━━━ Page excerpt

| Trace: Extension Web Statistics |
Extension Web Statistics
From AgriLife Wiki
Contents |
Accounting for Web Delivered Education
Background
It is well understood that the use of the World Wide Web for the delivery of education has continued to escalate over the past 10 years. There now exists a whole generation of people for which the Web is almost the only way they know to find information about things that affect their daily lives. From shopping, to governmental and tax information, to full college courses, the way many people learn is through their computer terminals. Cooperative Extension, as many other educational institutions, have recognized this phenomenon from the time the World Wide Web became known and became a stable platform through which to deliver information. It has purposefully used this technology, designing and delivering education through this medium. Yet, when it comes to documenting Extension's performance, and using the Web as a means to account for its worth to various stakeholders, this medium has remained largely untapped.
There are a number of reasons why the Web has not been used for Extension's accountability, but mostly they center around the question of how to document and measure various aspects of educational delivery. Extension has long focused on measuring the number of people it reaches with educational programs, the satisfaction that those people express in the quality of these programs, and the eventual outcome the programs have on peoples’ lives. In all of these cases, Extension knows the faces or names of the people it reaches. County Extension agents and specialists see and talk with these people every day.
The World Wide Web offers no similar method of identifying Extension’s audience. Peoples’ names are replaced with Internet Protocol (IP) numbers. People directing their web browsers to Extension information on the Web may stay for a minute or they may stay for an hour. A person visiting one of our web sites one day under one pseudonym (IP number), may again visit the next day under a different pseudonym. A person visiting the website one minute may hand off that pseudonym to another person the next minute. The website visitor may reside anywhere in the world, or even in space. And, there are intermediaries or brokers on the internet that serve out our information from their own servers, saving people the trouble of ever having to directly access our websites.
Another issue further distorting these numbers are search engines and automated scripts or bots that spider the site downloading every page. Some are looking to index the page for a search engine, others are searching for email addresses to add to spam lists. These requests are not distinguishable from requests from real people.
In other words, accounting for the delivery of education on the Web requires a different paradigm--a whole new way to think about what delivering education through this medium means, and how it can get measured. We cannot account for Web delivered education using a paradigm, or even using an analogy, based in seeing people face-to-face, knowing their names, and being able to distinguish one person from another. The infrastructure and technology we know as The Internet simply does not give us that information.
Possible Measures
The question, then, becomes what can you measure that provides some indication of the access being made of Extension’s Web delivered education? And, in thinking about these measures, which can be consistently applied, are not subject to inflationary methods used by the content authors, are not affected by subjective assumptions imposed by the web analyst, and are fairly universally defined? To get some handle on these questions, it is helpful to understand what is “knowable” about web statistics and the servers that collect them.

━━━━━━

#### Written exercise:
Write the next part of the page on Extension web statistics, starting after its final sentence. The listing after this point is separate material and has no connection to the page on Extension web statistics.

━━━ Dataset excerpt

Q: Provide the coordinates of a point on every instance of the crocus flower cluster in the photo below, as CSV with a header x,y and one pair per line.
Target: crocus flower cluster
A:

━━━━━━

#### Response to this task:
First, there are a number of Web serving software packages that a webmaster may use. The most widely used of these are Apache from the Apache Software Foundation, and Internet Information Server from Microsoft. All of these web server packages are capable of creating entries in a log file every time someone requests some information from that server. The industry standard for entries in this log file include the IP number of the computer making the request of the web server, the date and time the request is made, the specific file on the server being requested, a code indicating the success of the request, and the number of bytes transferred. In some instances, the logs may also include the website from which the user launched the request, and the type/version of web browser being used by the visitor.
Then, there are other applications which are able to analyze these log files. Packages such as Analog, AWStats, and WebTrends appear to be most frequently used by Extension. These packages evaluate the log files under different assumptions and metric definitions. However, there are some basic metrics for which they are in general agreement. Nevertheless, the information they have to work with are controlled by the web server logging capability. All statistics they create depend on assumptions made about these data. Following are descriptions of how some of these data are used.
- Visitors (Unique Hosts):
- The measure of the number of visitors to a website is typically made by evaluating the number of different IP numbers which show up in the log files for a given period of time. Quite often, we look at that period of time as one month. So, if one specific IP number shows up in the log files a thousand times during a month, or just a single time, it counts as a single visitor. Unfortunately, this statistic cannot be equated in any way to number of people visiting the website.
- People who use internet service providers may be assigned a different IP number every time they turn on their computers. This is because they often have more subscribers to their services than they have IP numbers available, so they depend on people not being connected 24 X 7, allowing them to reassign IP numbers to other computers when people turn off their own computers. A more extreme case of IP number reassignment, though, occurs in the case of AOL subscribers, where the IP number assigned to a single computer may change during the session and appear to be different computer to the web server each time a request is made.
- In some cases, attempts are made to interpret recurring appearances of a single IP number in the log files as “user sessions.” The argument is when a single IP number shows up repeatedly, with less than a pre-defined time interval between occurrences, this represents a single user accessing multiple files on the website. The interpretation, then, is that this is analogous to a person walking into an office, or calling on the telephone, and hence, represents a single person. While there is a certain comfortable feel to this idea, the assumptions behind it can lead to inconsistent, and possibly indefensible metrics. What defines what length this pre-defined time interval should be? Is there any research that validates this time interval? What happens to the metric when a single user is assigned different IP numbers in mid-session as with the AOL situation described above. What if one of the documents that is retrieved takes so long for the visitor to read that the time interval is reached, and that visitor’s next access kicks off another user session. In other words, this interpretation is trying to make something of the log data that is not really captured in the data. While this certainly might be interesting and useful information for a webmaster, it cannot be defended in an accountability model. As a result, most web analysis software packages do not even attempt to make this interpretation.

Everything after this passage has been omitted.